◆ **Directions for this task**:
Reproduce verbatim the part of the rail freight text that begins with the words "Rail freight operators" and ends after the words "the champagne bottle.".

◆ **Extract**:
<<<<

Rail freight operators in Europe are performing very differently. Big names such as DB Cargo and Lineas are in trouble, but in Poland, the annual figures were an invitation to uncork the champagne bottle.
Despite the call for more sustainability in logistics and transport, freight transport by rail is not always an attractive modality for shippers in reality. In Germany, frequent strikes have forced much transport to come to a standstill. In Poland, research by Poland’s Office of Rail Transport (UTK) shows that road transport transports four times more goods than rail. And due to the liberalisation of the railways, more and more private parties are entering the market and capital injections are needed to keep large railway parties going.
In addition, energy prices skyrocketed by almost 200 per cent for the sector between 2018 and 2022, causing many shippers to switch back to road transport. This series of problems fuels fears of a further ‘reverse modal shift’. Rail freight carriers achieve varying results in these turbulent circumstances. Here is an overview of the ‘winners and losers,’ of which the latter group is clearly the largest.
PKP Cargo up by 32%
Despite road transport dominating the transport sector in Poland, Poland remains optimistic about the competitiveness of rail. For example, the second largest rail carrier in Europe, PKP Cargo, reported a 32 per cent increase in EBITDA. This amounts to almost 200 million euros. With a net profit of approximately 23 million, the company absorbed the 2022 loss last year, which then amounted to approximately 1 million euros. This happened despite a decline in volumes (-16 per cent) and performance in tonne-kilometres (-18 per cent).

>>>>

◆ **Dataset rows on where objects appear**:

<<<<

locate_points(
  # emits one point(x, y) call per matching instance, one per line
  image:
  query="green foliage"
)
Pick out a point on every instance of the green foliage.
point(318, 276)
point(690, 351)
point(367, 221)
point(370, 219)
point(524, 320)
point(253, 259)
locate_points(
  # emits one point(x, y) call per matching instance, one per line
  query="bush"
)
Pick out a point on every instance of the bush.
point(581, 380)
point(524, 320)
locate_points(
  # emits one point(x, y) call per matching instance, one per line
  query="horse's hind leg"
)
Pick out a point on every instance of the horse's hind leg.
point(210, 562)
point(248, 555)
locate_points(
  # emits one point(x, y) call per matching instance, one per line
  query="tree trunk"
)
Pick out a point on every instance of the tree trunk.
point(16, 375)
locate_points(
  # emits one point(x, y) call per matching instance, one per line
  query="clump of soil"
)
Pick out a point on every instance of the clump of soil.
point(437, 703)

>>>>
<<<<

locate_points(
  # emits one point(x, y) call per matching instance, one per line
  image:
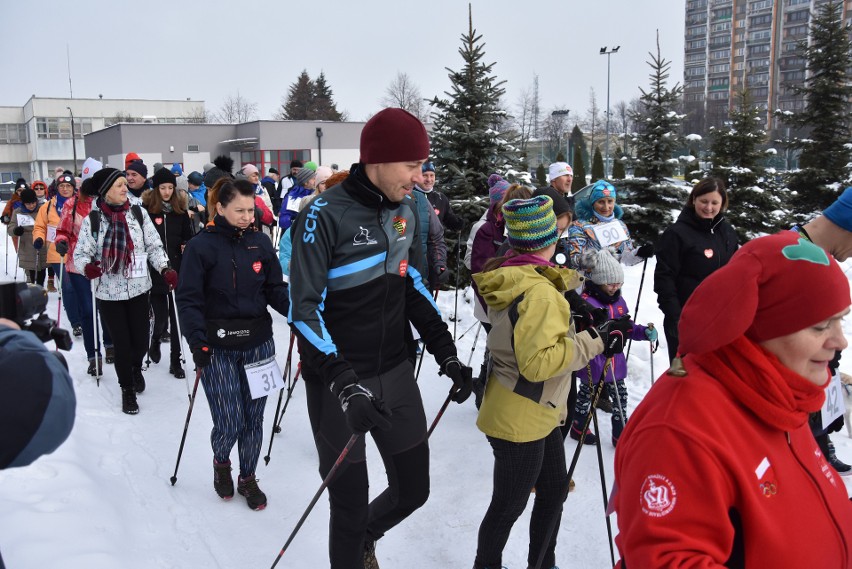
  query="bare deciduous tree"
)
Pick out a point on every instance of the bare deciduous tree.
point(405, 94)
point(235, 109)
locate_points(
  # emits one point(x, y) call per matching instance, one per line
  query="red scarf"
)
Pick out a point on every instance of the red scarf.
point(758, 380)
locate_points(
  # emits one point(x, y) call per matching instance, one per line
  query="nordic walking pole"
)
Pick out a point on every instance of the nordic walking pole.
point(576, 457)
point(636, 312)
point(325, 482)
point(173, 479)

>>>>

◆ **Solution to the problem**:
Rail freight operators in Europe are performing very differently. Big names such as DB Cargo and Lineas are in trouble, but in Poland, the annual figures were an invitation to uncork the champagne bottle.